#### What to work on
In the records below, find the line holding "tag the cloud bank over mountain"; copy it and every line after it to the end, omitting all images.

#### Collected data entries
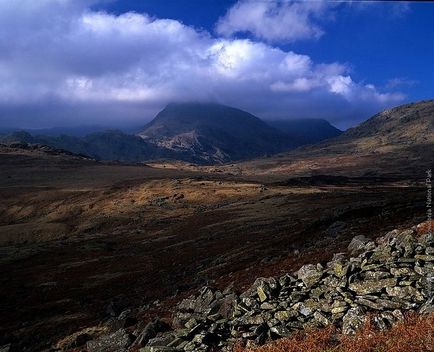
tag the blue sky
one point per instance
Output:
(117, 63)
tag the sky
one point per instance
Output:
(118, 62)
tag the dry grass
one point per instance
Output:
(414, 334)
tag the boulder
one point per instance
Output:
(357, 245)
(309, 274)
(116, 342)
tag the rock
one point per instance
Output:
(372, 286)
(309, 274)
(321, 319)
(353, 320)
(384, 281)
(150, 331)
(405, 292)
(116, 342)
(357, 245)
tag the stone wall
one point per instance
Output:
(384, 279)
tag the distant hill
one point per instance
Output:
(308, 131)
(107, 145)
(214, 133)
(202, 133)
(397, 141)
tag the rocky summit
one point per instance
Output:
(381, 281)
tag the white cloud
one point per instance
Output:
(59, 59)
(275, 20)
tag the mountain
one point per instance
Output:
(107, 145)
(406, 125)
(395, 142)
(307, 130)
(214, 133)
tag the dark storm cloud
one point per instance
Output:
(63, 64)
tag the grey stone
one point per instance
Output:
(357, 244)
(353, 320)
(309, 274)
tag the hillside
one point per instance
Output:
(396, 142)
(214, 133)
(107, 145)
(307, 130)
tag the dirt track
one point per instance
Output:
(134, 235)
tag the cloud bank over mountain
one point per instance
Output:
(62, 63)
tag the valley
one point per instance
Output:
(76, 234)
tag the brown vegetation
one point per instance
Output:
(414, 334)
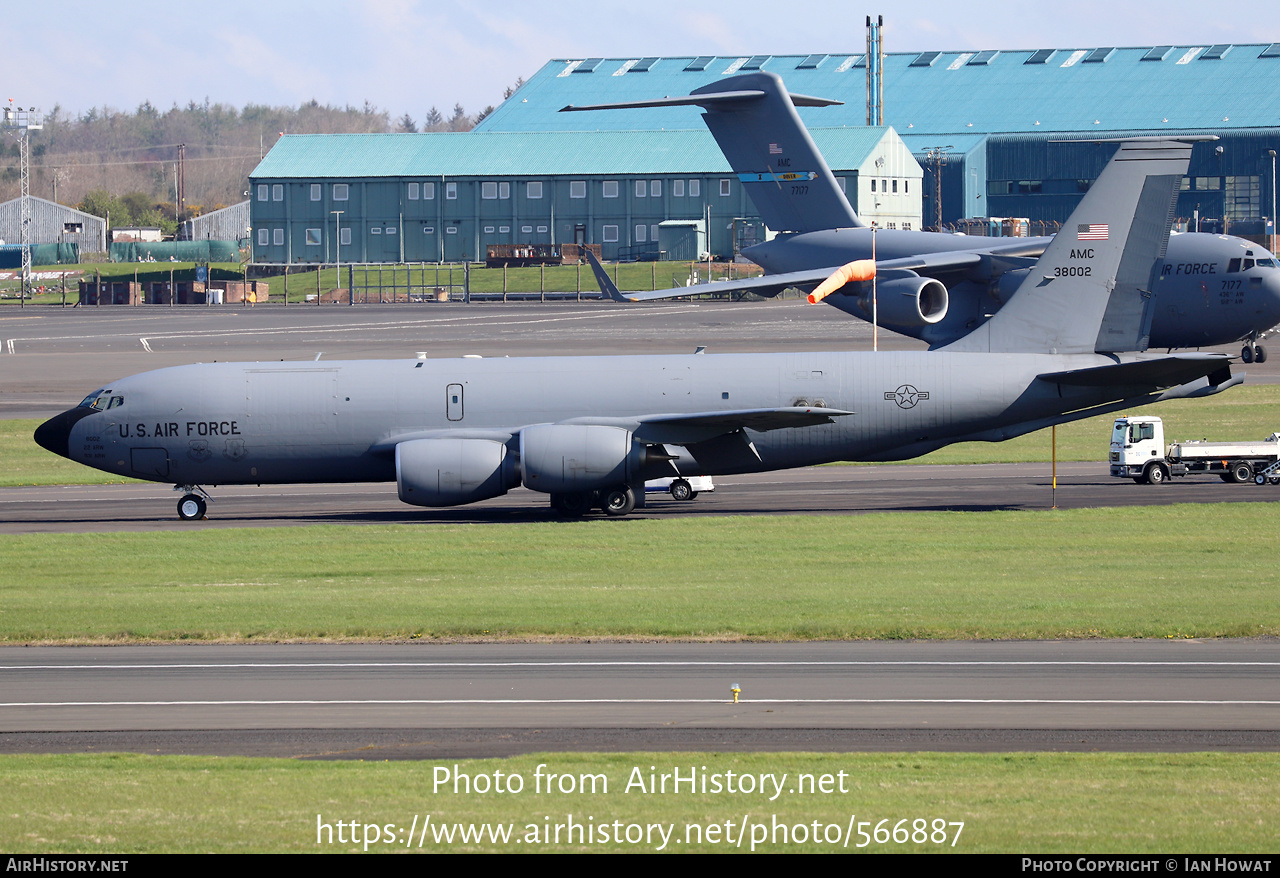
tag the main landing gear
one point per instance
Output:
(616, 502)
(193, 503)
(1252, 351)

#### Answer for the task
tag the cloud bank over mountain
one point per instance
Output:
(62, 63)
tag the valley
one point per instance
Output:
(76, 234)
tag the brown vegetation
one point per instance
Output:
(414, 334)
tag the main landing gear
one point per instance
Output:
(616, 502)
(193, 503)
(1252, 351)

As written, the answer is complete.